__TEXTAUSZUG__.
-.-.-

Im Audi e-tron GT von München nach Hamburg, im Toyota Mirai zurück. Danach ist ziemlich klar, welchem Antrieb auf solchen Strecken die Zukunft gehört.
In der Stadt, auf kurzen Wegen, spielen Elektroautos mit Batterie ihre Stärken aus: Lokal abgasfrei, mit Bremsenergie-Rückgewinnung sparsam, an Ladesäulen schnell nachgeladen. Aber wie sieht es mit längeren Strecken aus? Begrenzte Reichweite und lange Ladezeiten schrecken Viel- und Langstreckenfahrer bisher noch ab.
Dabei gibt es Elektroautos, die sich in wenigen Minuten volltanken lassen. Sie speichern die elektrische Energie nicht in einer Batterie, sondern produzieren den Strom in einer Brennstoffzelle aus Wasserstoff und lassen als einzige „Abgas“ Wasserdampf und gefilterte Luft ins Freie. Wir haben beide Konzepte dem Test im wahren Leben unterzogen, sind mit einem Batterieauto (Audi e-tron GT) von München nach Hamburg gefahren, mit einem Wasserstoffauto (Toyota Mirai) zurück.

-.-.-

__AUFGABEN__.
a – Prüfe, ob die folgenden Aussagen mit dem Textauszug über Batterie- und Wasserstoffautos übereinstimmen: (i) Mit dem Wasserstoffauto ging es von München nach Hamburg. (ii) Es gibt Elektroautos, die sich in wenigen Minuten volltanken lassen. (iii) Das Wasserstoffauto speichert die elektrische Energie in einer Batterie. Antworte jeweils mit Ja oder Nein und zitiere die entscheidenden Worte des Textauszugs.
b – Setze den Textauszug über Batterie- und Wasserstoffautos nach seinem letzten Satz fort.

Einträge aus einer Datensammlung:
-.-.-

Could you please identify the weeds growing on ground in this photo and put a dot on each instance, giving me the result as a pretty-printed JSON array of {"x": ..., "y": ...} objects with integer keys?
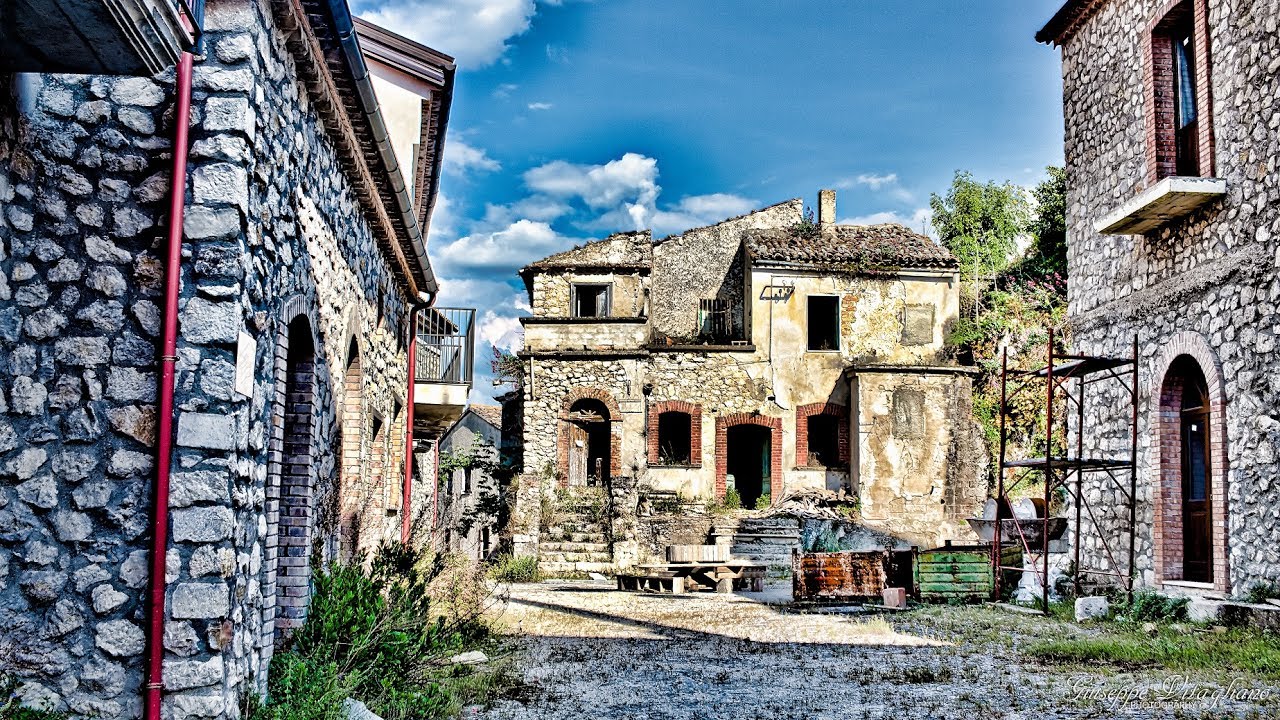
[
  {"x": 383, "y": 634},
  {"x": 515, "y": 569}
]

-.-.-

__ERWARTETE ERGEBNISSE__.
a –
(i) Nein: „sind mit einem Batterieauto (Audi e-tron GT) von München nach Hamburg gefahren, mit einem Wasserstoffauto (Toyota Mirai) zurück“
(ii) Ja: „Dabei gibt es Elektroautos, die sich in wenigen Minuten volltanken lassen.“
(iii) Nein: „Sie speichern die elektrische Energie nicht in einer Batterie, sondern produzieren den Strom in einer Brennstoffzelle aus Wasserstoff“

b –
Denn in der Automobilindustrie ist ein Glaubenskrieg entbrannt, der mit geradezu religiösem Eifer ausgetragen wird. Auf der einen Seite Volkswagen, dessen Vorstandschef Herbert Diess nicht müde wird, den Wasserstoff-Antrieb schlecht zu reden:
„Das Wasserstoff-Auto ist nachgewiesen NICHT die Klimalösung. Scheindebatten sind reine Zeitverschwendung. Bitte auf die Wissenschaft hören!“,
twitterte der VW-Chef.
Auf der anderen Seite Toyota, Hyundai, jüngst auch BMW und Daimler, die im Wasserstoff zumindest einen wichtigen Baustein für die klimaneutrale Mobilität sehen.
Wie würde wohl der Kunde entscheiden, wenn er die Wahl hätte? Wir machen die Probefahrt aufs Exempel. Die Fahrt mit dem Audi e-tron GT beginnt sehr sportlich: Bis zu 530 PS geben die beiden Elektromotoren an beiden Achsen ab. Von null auf hundert geht es in 4 Sekunden. Das ist Sportwagen-Niveau. Dabei erzeugt der Audi ein synthetisch klingendes Fahrgeräusch. Muss das sein?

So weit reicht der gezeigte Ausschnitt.